- Passage -
Que nous prêtions l'oreille de notre cœur au témoignage de la Loi, aux oracles des prophètes ou à l'annonce de l'Evangile, cette parole est vraie que fit retentit saint Jean rempli de l'Esprit-Saint : "Au commencement était le Verbe, et le Verbe était avec Dieu, et le Verbe était Dieu. Il était au commencement avec Dieu. Tout a été fait par lui et sans lui rien n'a été fait". Pareillement vrai est ce qu'ajoute le même héraut : "Le Verbe s'est fait chair et il a demeuré parmi nous, et nous avons vu sa gloire, gloire qu'il tient de son Père comme Fils unique".
Il est donc le même Fils de Dieu dans l'une et l'autre nature, assumant ce qui nous appartient et ne se dessaisissant pas de ce qui lui est propre, renouvelant l'homme dans l'homme assumé, tout en demeurant en lui-même immuablement. La divinité qui lui est commune avec le Père n'a, en effet, subi aucun dommage de sa toute-puissance, et la condition divine n'a pas fait violence à la condition humaine, car l'Essence souveraine et éternelle, en s'abaissant vers l'humanité pour la sauver, nous a vraiment élevés dans sa gloire, mais n'a pas cessé d'être ce qu'elle était. Aussi lorsque le Fils unique de Dieu se reconnaît inférieur au Père, auquel il se dit aussi égal, il manifeste la vérité de l'une et l'autre condition en lui : l'inégalité démontre la nature humaine et l'égalité affirme la nature divine.
2. La naissance dans la chair n'a donc rien ôté ni rien ajouté à la majesté du Fils de Dieu, car l'immuable Essence ne pouvait être ni diminuée ni augmentée. "Le Verbe s'est fait chair", ne signifie pas que la nature de Dieu se soit changée en chair mais bien que la chair a été prise par le Verbe pour être assumée dans l'unité de la personne ; et, par ce mot de chair, il faut comprendre tout l'homme auquel le Fils de Dieu s'est uni dans le sein de la Vierge, après que celle-ci eut été fécondée par le Saint-Esprit sans être néanmoins jamais privée de sa virginité; il s'est uni à l'homme Si étroitement que lui, qui avait été engendré de l'essence du Père en dehors du temps, est né aussi dans le temps du sein de la Vierge. Nous n'aurions pu, en effet, être délivrés des liens de la mort éternelle si ne s'était fait humble dans notre condition, celui qui demeurait tout-puissant dans la sienne.

(Extraits de jeux de données annotés par boîtes)

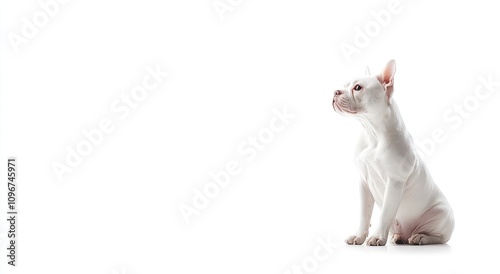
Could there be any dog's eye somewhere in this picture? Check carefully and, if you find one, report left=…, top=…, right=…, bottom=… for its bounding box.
left=353, top=85, right=363, bottom=91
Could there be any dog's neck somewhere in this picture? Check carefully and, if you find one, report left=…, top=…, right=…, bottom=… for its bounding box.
left=358, top=100, right=406, bottom=143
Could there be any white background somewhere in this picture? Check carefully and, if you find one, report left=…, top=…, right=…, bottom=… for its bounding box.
left=0, top=0, right=500, bottom=274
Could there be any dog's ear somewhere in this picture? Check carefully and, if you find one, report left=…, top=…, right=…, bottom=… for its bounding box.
left=377, top=60, right=396, bottom=99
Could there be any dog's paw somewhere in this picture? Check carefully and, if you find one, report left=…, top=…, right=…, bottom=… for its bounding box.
left=345, top=235, right=366, bottom=245
left=392, top=234, right=405, bottom=245
left=408, top=234, right=445, bottom=245
left=366, top=236, right=387, bottom=246
left=408, top=234, right=427, bottom=245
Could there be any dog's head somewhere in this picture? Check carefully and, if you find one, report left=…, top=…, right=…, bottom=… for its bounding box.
left=332, top=60, right=396, bottom=116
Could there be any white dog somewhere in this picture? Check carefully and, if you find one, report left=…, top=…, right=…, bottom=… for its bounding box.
left=333, top=60, right=455, bottom=246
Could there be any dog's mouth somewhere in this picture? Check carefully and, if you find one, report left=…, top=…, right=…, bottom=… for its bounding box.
left=332, top=100, right=358, bottom=114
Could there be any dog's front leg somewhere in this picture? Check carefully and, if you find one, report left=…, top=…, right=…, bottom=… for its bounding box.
left=366, top=179, right=405, bottom=246
left=345, top=180, right=375, bottom=245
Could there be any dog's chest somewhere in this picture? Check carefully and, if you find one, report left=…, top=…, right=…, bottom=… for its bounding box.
left=356, top=146, right=388, bottom=203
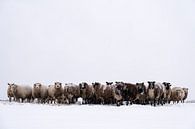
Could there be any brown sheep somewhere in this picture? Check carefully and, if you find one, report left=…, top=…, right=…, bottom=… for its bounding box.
left=171, top=87, right=185, bottom=103
left=182, top=88, right=188, bottom=103
left=7, top=83, right=15, bottom=102
left=11, top=84, right=32, bottom=102
left=32, top=83, right=48, bottom=103
left=47, top=82, right=64, bottom=103
left=163, top=82, right=171, bottom=103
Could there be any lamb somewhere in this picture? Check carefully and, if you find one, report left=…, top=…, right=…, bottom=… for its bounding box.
left=182, top=88, right=188, bottom=103
left=7, top=83, right=15, bottom=102
left=47, top=82, right=64, bottom=103
left=11, top=84, right=32, bottom=103
left=171, top=87, right=185, bottom=103
left=32, top=83, right=48, bottom=103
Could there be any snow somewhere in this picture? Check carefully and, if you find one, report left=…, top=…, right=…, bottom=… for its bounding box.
left=0, top=101, right=195, bottom=129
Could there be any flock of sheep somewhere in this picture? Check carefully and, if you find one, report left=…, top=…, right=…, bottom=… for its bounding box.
left=7, top=81, right=188, bottom=106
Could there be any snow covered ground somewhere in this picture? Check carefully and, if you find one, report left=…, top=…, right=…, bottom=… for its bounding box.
left=0, top=101, right=195, bottom=129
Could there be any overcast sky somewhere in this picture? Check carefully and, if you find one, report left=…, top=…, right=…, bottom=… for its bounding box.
left=0, top=0, right=195, bottom=99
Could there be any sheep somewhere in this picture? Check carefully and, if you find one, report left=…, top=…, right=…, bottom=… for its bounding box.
left=79, top=82, right=94, bottom=104
left=182, top=88, right=188, bottom=103
left=7, top=83, right=15, bottom=102
left=163, top=82, right=171, bottom=103
left=11, top=84, right=32, bottom=103
left=32, top=83, right=48, bottom=103
left=171, top=87, right=185, bottom=103
left=47, top=82, right=64, bottom=103
left=64, top=83, right=80, bottom=104
left=147, top=81, right=163, bottom=106
left=92, top=82, right=104, bottom=104
left=136, top=82, right=147, bottom=105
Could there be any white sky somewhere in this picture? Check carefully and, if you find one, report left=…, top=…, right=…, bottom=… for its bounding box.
left=0, top=0, right=195, bottom=99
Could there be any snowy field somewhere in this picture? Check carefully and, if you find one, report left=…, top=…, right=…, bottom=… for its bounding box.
left=0, top=101, right=195, bottom=129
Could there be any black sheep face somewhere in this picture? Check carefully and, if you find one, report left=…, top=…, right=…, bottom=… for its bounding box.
left=163, top=82, right=171, bottom=90
left=34, top=83, right=41, bottom=89
left=136, top=83, right=145, bottom=94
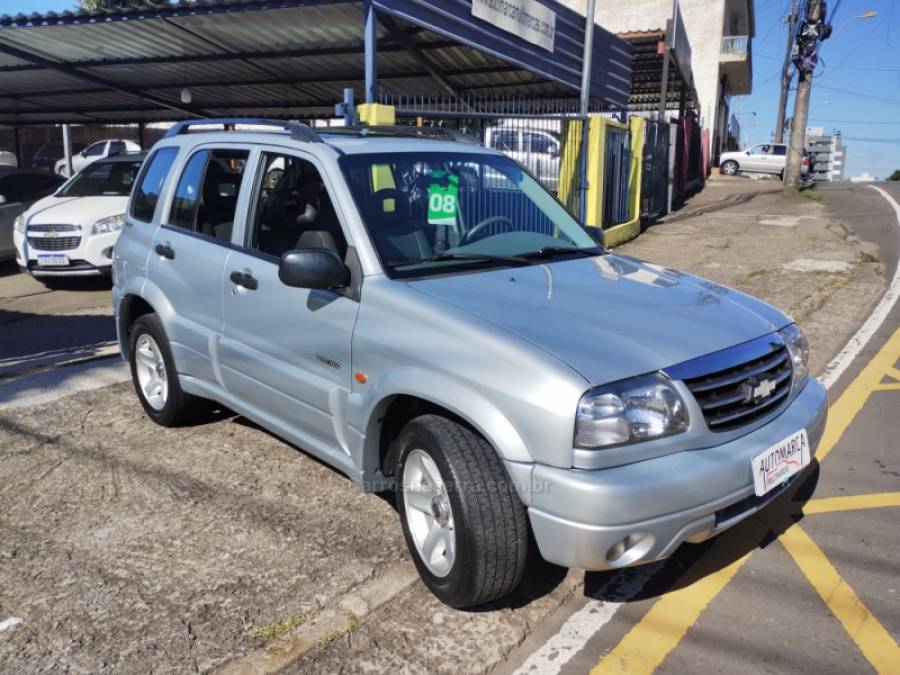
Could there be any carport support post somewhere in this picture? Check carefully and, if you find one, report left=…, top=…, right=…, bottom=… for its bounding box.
left=363, top=0, right=378, bottom=103
left=13, top=126, right=22, bottom=169
left=578, top=0, right=596, bottom=224
left=63, top=124, right=72, bottom=178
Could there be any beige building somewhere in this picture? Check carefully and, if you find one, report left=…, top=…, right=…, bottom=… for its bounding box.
left=561, top=0, right=756, bottom=162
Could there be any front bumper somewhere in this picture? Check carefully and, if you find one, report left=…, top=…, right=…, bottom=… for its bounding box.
left=528, top=379, right=828, bottom=570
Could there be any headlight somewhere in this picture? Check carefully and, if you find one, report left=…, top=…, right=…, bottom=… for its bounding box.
left=778, top=323, right=809, bottom=391
left=91, top=218, right=125, bottom=239
left=575, top=373, right=688, bottom=448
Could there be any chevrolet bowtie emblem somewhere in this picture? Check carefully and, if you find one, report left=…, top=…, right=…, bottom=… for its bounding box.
left=743, top=378, right=777, bottom=403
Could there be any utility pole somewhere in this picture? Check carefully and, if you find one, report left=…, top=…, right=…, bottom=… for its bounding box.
left=578, top=0, right=597, bottom=225
left=784, top=0, right=831, bottom=192
left=775, top=0, right=798, bottom=143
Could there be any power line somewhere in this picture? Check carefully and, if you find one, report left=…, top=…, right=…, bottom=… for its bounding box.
left=841, top=134, right=900, bottom=143
left=818, top=84, right=900, bottom=105
left=810, top=117, right=900, bottom=126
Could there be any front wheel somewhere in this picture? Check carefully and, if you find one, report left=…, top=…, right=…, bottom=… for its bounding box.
left=720, top=159, right=739, bottom=176
left=394, top=415, right=528, bottom=609
left=128, top=314, right=209, bottom=427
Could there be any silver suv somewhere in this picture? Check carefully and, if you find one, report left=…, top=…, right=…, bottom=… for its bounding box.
left=113, top=119, right=826, bottom=607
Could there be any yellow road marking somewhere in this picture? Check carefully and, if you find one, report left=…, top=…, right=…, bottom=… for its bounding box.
left=803, top=492, right=900, bottom=515
left=591, top=553, right=750, bottom=675
left=779, top=525, right=900, bottom=673
left=816, top=328, right=900, bottom=462
left=591, top=328, right=900, bottom=675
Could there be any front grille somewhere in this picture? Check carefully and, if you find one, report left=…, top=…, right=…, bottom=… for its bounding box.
left=684, top=344, right=792, bottom=431
left=28, top=224, right=81, bottom=232
left=28, top=237, right=81, bottom=251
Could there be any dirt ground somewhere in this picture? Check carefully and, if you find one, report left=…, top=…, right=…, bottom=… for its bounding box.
left=0, top=180, right=883, bottom=673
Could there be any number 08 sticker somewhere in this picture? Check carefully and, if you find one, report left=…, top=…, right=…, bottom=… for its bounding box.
left=428, top=171, right=459, bottom=227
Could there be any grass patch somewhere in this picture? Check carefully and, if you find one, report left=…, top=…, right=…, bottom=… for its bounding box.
left=316, top=615, right=361, bottom=650
left=253, top=612, right=308, bottom=644
left=859, top=251, right=878, bottom=263
left=797, top=188, right=825, bottom=204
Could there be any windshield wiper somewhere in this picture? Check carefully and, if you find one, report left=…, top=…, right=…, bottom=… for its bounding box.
left=520, top=246, right=605, bottom=259
left=387, top=253, right=529, bottom=268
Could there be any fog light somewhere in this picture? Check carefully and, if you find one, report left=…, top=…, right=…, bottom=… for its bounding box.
left=606, top=532, right=655, bottom=567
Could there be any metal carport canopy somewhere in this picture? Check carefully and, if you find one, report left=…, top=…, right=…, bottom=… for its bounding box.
left=0, top=0, right=631, bottom=124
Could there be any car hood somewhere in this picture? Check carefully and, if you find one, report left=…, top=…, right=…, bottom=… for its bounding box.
left=26, top=196, right=128, bottom=227
left=409, top=254, right=790, bottom=384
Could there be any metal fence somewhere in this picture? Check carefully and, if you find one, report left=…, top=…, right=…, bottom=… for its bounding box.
left=603, top=127, right=631, bottom=228
left=641, top=119, right=671, bottom=218
left=380, top=94, right=631, bottom=227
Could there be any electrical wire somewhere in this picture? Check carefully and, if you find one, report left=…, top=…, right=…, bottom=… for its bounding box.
left=809, top=117, right=900, bottom=126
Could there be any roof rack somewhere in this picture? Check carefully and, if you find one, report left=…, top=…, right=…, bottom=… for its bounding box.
left=165, top=117, right=322, bottom=143
left=322, top=125, right=481, bottom=145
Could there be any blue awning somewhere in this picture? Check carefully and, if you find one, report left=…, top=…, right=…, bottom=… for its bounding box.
left=0, top=0, right=631, bottom=124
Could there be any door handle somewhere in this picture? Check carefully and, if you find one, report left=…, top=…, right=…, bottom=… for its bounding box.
left=231, top=270, right=259, bottom=291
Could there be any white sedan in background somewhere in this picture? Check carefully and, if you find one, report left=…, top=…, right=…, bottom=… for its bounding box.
left=54, top=138, right=141, bottom=178
left=13, top=154, right=144, bottom=283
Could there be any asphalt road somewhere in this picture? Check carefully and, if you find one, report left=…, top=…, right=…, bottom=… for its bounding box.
left=503, top=183, right=900, bottom=675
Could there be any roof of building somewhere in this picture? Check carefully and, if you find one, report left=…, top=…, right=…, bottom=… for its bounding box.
left=0, top=0, right=630, bottom=124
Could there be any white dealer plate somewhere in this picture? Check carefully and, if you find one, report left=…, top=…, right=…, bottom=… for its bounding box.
left=750, top=429, right=810, bottom=497
left=38, top=253, right=69, bottom=267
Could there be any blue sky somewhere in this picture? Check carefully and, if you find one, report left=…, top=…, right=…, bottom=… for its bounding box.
left=7, top=0, right=900, bottom=176
left=733, top=0, right=900, bottom=177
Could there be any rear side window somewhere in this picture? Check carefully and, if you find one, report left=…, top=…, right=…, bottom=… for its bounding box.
left=168, top=150, right=250, bottom=241
left=131, top=148, right=178, bottom=222
left=84, top=141, right=106, bottom=157
left=168, top=150, right=209, bottom=230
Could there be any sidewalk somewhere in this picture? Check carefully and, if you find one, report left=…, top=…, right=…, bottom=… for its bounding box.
left=616, top=177, right=885, bottom=373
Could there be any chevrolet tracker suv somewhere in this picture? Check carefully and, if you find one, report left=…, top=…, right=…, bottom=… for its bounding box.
left=113, top=119, right=826, bottom=607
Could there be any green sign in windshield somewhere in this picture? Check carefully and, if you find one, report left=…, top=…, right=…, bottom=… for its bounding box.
left=428, top=171, right=459, bottom=227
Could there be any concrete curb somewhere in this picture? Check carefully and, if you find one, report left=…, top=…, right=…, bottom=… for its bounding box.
left=218, top=563, right=419, bottom=675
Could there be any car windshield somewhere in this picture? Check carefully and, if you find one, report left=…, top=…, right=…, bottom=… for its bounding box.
left=340, top=152, right=602, bottom=278
left=59, top=159, right=142, bottom=197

- Consigne 1 -
Traduisez en anglais cette phrase du passage : « La naissance dans la chair n'a donc rien ôté ni rien ajouté à la majesté du Fils de Dieu, car l'immuable Essence ne pouvait être ni diminuée ni augmentée. »
- Consigne 2 -
Dans la première phrase du passage, quelles sont les choses auxquelles nous pouvons prêter « l'oreille de notre cœur » ? Énumérez-les toutes.
- Consigne 3 -
Poursuivez le texte sur l'incarnation du Fils de Dieu après sa dernière phrase.

- Réponse rédigée 1 -
Birth in the flesh therefore took nothing away from and added nothing to the majesty of the Son of God, for the unchangeable Essence could be neither diminished nor increased.

- Réponse rédigée 2 -
- le témoignage de la Loi
- les oracles des prophètes
- l'annonce de l'Evangile

- Réponse rédigée 3 -
Aussi notre Seigneur Jésus-Christ, en naissant vraiment homme, sans cesser jamais d'être vraiment Dieu, a réalisé en lui les débuts d'une nouvelle créature, et, dans le mode de sa naissance, a donné à l'humanité un principe spirituel ; afin que soit abolie la contamination liée à la génération charnelle, il a donné à ceux qu'il fallait régénérer une origine qui n'avait rien à voir avec la semence porteuse de faute, à eux dont il est dit que "ni sang ni vouloir de la chair, ni vouloir d'homme, mais Dieu les a engendrés". Quelle intelligence pourrait comprendre un tel mystère, quelle langue raconter une telle grâce ? L'injustice redevient innocence, et la vieillesse nouveauté ; les étrangers ont part à l'adoption et des gens venus d'ailleurs entrent en possession de l'héritage. A dater de ce moment, des impies deviennent des justes ; des avares, des bienfaisants ; des débauchés, des hommes chastes ; des hommes terrestres, des hommes célestes.
D'où vient un tel changement, sinon de la droite du Très-Haut ? C'est que le Fils de Dieu est venu détruire les œuvres du diable ; il s'est incorporé à nous et nous a incorporés à lui de telle sorte que la descente de Dieu vers le monde des hommes fût une élévation de l'homme vers le monde de Dieu.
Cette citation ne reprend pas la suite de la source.